Explore the material
#1 In the article on pooled COVID-19 testing in Massachusetts schools, what cost per swab did Rowe give?
#2 Rewrite the stretch of the article on pooled school testing from "Last week, Congressman" through "after his tour.", replacing "in-person learning" with "classroom learning".
#3 Translate this sentence from the article on pooled school testing into Spanish: "Jacobson said having more schools involved created an opportunity to scale up and reduce costs."

Supplied passage
'''
Last week, when state education officials published data showing 821 new student cases of COVID-19 and 157 new staff cases recorded by local school districts over the week from April 1-7, the Department of Elementary and Secondary Education said the pooled testing program "suggests that a vast majority of positive cases can be isolated to one student or staff, versus spreading through in-school transmission."
Initially, the state planned to cover costs of the pooled testing only during a start-up period. Districts that wished to continue after that point would become responsible for their own expenses, potentially using federal stimulus money, and would be able to buy the services through a statewide contact.
In late March, the Baker administration announced it would cover costs beyond the April 18 date when state funding was set to end and through the end of this school year, citing roughly $207 million in additional federal funds for COVID-19 testing that Massachusetts was now expecting to receive.
The Department of Elementary and Secondary Education on Tuesday held a webinar to advise school leaders of what it described as "the simple steps schools and districts will need to take in order to continue services beyond April 18."
The U.S. Department of Health and Human Services plans to invest a total $10 billion in American Rescue Plan money in ramped-up COVID-19 screening to help schools reopen.
"With this funding for testing, every state in America will have access to millions of dollars to set up screening testing programs to add a layer of protection for schools, teachers, and students," Carole Johnson, the White House COVID-19 Response Team's testing coordinator, said at a March 17 briefing. "This funding can be used to test teachers and staff, students and others with symptoms of COVID, those who may have been exposed, and to establish sustained regular screening testing programs across the school system."
Last week, Congressman Jake Auchincloss visited Medfield High School, where the pool testing is conducted through Boston-based Ginkgo Bioworks.
"The American Rescue Plan funds are going to allow the Medfield model to scale up so that we can get kids back to full time in-person learning, which we know is critically important not just for their academic development, but also just as important for their mental health," the Newton Democrat said after his tour.
According to Auchincloss' office, Concentric by Ginkgo, the company's public health and biosecurity effort, aims to "provide easy, affordable pooled testing to every school in America."
"The Massachusetts plan is a model for testing programs across America and shows all the good public-private partnership can bring to communities as we rebuild from this biological crisis," Ginkgo Bioworks chief commercial officer Matt McKnight said in a statement.
CIC Health, which also operates the mass vaccination sites at Gillette Stadium, the Hynes Convention Center and the Reggie Lewis Center, had been working with schools on more of a one-on-one basis before the state program launched, said Bill Jacobson, the company's head of pooled testing.
Jacobson said having more schools involved created an opportunity to scale up and reduce costs. Now in thinking of what a national scale might look like, he said, CIC Health has "come up with a number of innovations" to simplify and streamline pooled testing.
Rowe put the current cost at about $5 per swab, which he said breaks down to about $1 a day because tests are conducted weekly. Because the costs are per tested student, larger urban districts would face higher bills if schools were left to pay for the program on their own.
Rowe said early adopters of pooled testing found the process simpler than they'd expected, recalling comments from an official in Watertown after the first day of testing: "Did we miss a thing? That was really easy."
"Basically, Massachusetts kind of pioneered this for the rest of the country," he said.
'''
Dataset excerpts
'''
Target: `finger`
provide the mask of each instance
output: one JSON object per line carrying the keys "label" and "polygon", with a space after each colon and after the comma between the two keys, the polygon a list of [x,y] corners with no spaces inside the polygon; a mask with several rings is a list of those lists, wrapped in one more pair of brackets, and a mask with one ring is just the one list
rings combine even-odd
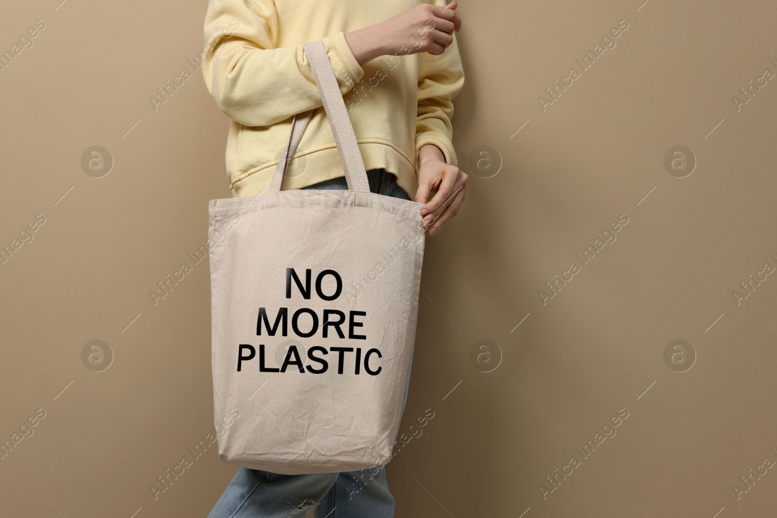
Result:
{"label": "finger", "polygon": [[447,49],[448,46],[453,43],[453,37],[450,34],[446,34],[445,33],[441,32],[439,30],[432,30],[427,33],[427,37],[430,37],[432,41],[440,43],[443,46],[444,50]]}
{"label": "finger", "polygon": [[416,192],[416,201],[419,203],[426,203],[429,201],[429,193],[431,192],[431,186],[428,183],[418,184],[418,190]]}
{"label": "finger", "polygon": [[433,56],[440,56],[445,52],[444,45],[441,45],[440,43],[433,41],[429,44],[429,50],[427,50],[429,54]]}
{"label": "finger", "polygon": [[[448,4],[448,5],[446,5],[444,8],[442,8],[442,11],[441,12],[440,12],[438,10],[438,9],[439,9],[438,6],[433,6],[432,7],[432,12],[434,14],[434,16],[437,16],[439,18],[444,18],[444,19],[445,19],[447,20],[453,22],[453,24],[455,26],[456,30],[459,30],[462,28],[462,19],[459,18],[458,15],[456,14],[456,12],[455,12],[455,9],[457,7],[458,7],[458,2],[451,2],[450,4]],[[435,8],[438,8],[438,9],[435,9]]]}
{"label": "finger", "polygon": [[456,30],[456,25],[453,22],[443,18],[435,18],[432,20],[432,23],[434,27],[434,30],[442,31],[443,33],[448,33],[448,34],[451,34]]}
{"label": "finger", "polygon": [[[452,172],[453,171],[455,171],[455,172]],[[431,200],[421,208],[422,216],[434,214],[441,205],[448,200],[448,198],[463,183],[464,179],[461,178],[462,176],[458,172],[456,168],[448,168],[445,170],[440,182],[440,187],[437,189],[437,192],[434,193]]]}
{"label": "finger", "polygon": [[458,214],[458,211],[462,209],[462,205],[464,203],[464,198],[467,196],[467,186],[464,186],[462,190],[456,193],[456,196],[453,196],[453,200],[451,200],[450,204],[445,207],[443,213],[434,220],[431,226],[429,228],[429,235],[432,235],[434,232],[440,230],[443,225],[448,223],[451,218]]}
'''
Completed exercise
#1 About $5 per swab.

#2
Last week, Congressman Jake Auchincloss visited Medfield High School, where the pool testing is conducted through Boston-based Ginkgo Bioworks.
"The American Rescue Plan funds are going to allow the Medfield model to scale up so that we can get kids back to full time classroom learning, which we know is critically important not just for their academic development, but also just as important for their mental health," the Newton Democrat said after his tour.

#3 Jacobson dijo que la participación de más escuelas creó una oportunidad para ampliar la escala y reducir los costos.